What the task asks
Everything in the records below should be printed exactly, except the pictures.

Records supplied

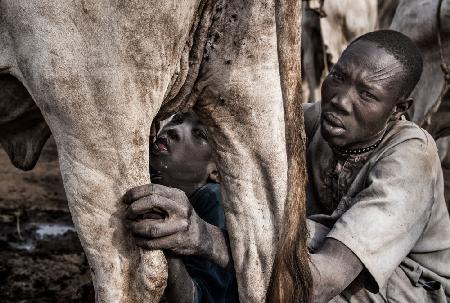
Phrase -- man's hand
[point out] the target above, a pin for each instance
(178, 229)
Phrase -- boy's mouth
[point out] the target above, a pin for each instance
(161, 144)
(332, 124)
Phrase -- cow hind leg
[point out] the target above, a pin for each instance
(23, 130)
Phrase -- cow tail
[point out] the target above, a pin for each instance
(291, 279)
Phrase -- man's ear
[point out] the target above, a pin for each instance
(213, 173)
(400, 109)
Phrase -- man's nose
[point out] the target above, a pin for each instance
(342, 102)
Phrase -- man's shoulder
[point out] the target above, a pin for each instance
(406, 133)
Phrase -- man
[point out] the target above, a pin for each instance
(184, 217)
(375, 187)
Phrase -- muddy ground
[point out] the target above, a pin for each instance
(41, 259)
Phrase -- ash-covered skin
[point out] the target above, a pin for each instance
(182, 155)
(361, 94)
(161, 216)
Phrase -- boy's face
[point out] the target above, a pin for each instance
(181, 152)
(359, 95)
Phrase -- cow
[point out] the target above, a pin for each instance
(95, 73)
(431, 95)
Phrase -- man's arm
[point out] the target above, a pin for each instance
(333, 268)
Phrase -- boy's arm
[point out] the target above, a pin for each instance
(180, 287)
(181, 232)
(333, 268)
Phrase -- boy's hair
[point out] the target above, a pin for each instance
(402, 48)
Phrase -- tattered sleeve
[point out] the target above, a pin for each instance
(387, 218)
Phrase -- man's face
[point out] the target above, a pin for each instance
(181, 151)
(359, 95)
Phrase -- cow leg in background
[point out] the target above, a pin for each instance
(99, 70)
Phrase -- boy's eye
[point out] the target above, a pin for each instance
(178, 119)
(201, 134)
(336, 76)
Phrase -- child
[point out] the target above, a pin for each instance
(192, 230)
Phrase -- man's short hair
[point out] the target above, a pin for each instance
(404, 50)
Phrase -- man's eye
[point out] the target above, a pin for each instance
(201, 134)
(336, 76)
(367, 95)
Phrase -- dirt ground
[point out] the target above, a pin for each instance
(41, 259)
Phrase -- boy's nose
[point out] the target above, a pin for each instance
(173, 134)
(342, 102)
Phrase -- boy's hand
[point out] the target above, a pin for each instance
(161, 217)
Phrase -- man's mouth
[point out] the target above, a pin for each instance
(160, 144)
(332, 124)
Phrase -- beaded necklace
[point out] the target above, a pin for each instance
(357, 151)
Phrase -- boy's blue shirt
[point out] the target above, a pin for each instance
(212, 283)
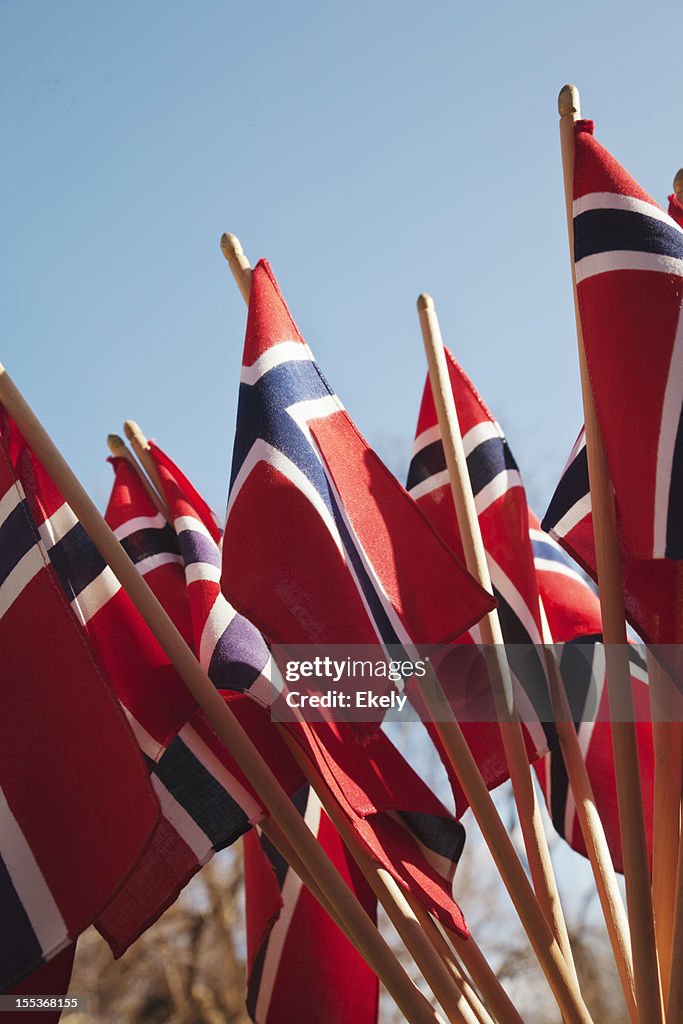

Exercise response
Phrase -- man's hand
[point out] the target above, a pin for each instance
(178, 229)
Phrase -- boy's mouth
[point out] the target above, a pin for each instance
(161, 144)
(332, 124)
Phrase -- cow hind leg
[point out] the target above, a pin for each instance
(23, 130)
Phrase -- cow tail
[point out] the target above, a pin for each instance
(291, 279)
Phrase -- man's ear
[point out] the target above, a pin for each instance
(213, 173)
(400, 109)
Phrase -- man's nose
[point out] the target above, a pin for each instance
(342, 102)
Phrase -- man's shoulder
[point out] the target above, a pin for each instance
(406, 133)
Phrase -- man
[point out] the target above, a pin for each instance
(184, 217)
(375, 187)
Phrase -- muddy ground
[point out] the target above, a pin for each instance
(41, 259)
Phrase -- ash-covered skin
[point out] the target above, a pin for each instance
(182, 155)
(361, 94)
(161, 216)
Phrase -- boy's face
[point out] the target above, a pin for each instance
(181, 152)
(359, 95)
Phrase -- cow
[point out] the target above, a pin for each instance
(95, 73)
(431, 95)
Phrase -- man's arm
[point out] the target above, a pin for each instance
(333, 268)
Phrase -- boy's arm
[point out] the target above, a pin for each instance
(180, 287)
(181, 232)
(333, 268)
Phrase -- boy's hair
[point out] the target above, a pin for each instance
(402, 48)
Phrase -- tattered sleeve
[point out] the target above, a pin for each instance
(387, 218)
Phrase -- man's face
[point out] the target above, a pin for each instance
(181, 151)
(359, 95)
Phrase -- cow leg in background
[point out] the target above, a pin for each instance
(99, 70)
Phrase -- boy's eye
[point out] the target above, a pin for each instance
(178, 119)
(201, 134)
(336, 76)
Phrase -- child
[point out] the target above, a pin for each instance
(192, 230)
Phrase -- man's short hair
[point out] the target above, a pin for each instance
(404, 50)
Phrase -- man's eye
[point out] the target above, a pin for each instance
(201, 134)
(336, 76)
(367, 95)
Phrase -- dirt ground
[point out] the target above, a pin for each instance
(41, 259)
Phrase -- boy's nose
[point out] the target above, a pin for each instance
(173, 134)
(342, 102)
Phrase -- boy's hand
[point out] the target above, a pin for each instance
(161, 217)
Phrase -- man's mouth
[point out] the target above, a pin for each instance
(160, 144)
(332, 124)
Phrase -- beaded necklace
[point out] the target above, a pin for each instance
(357, 151)
Phrase -- boy's blue shirt
[point out] the target above, a pin for each instance
(212, 283)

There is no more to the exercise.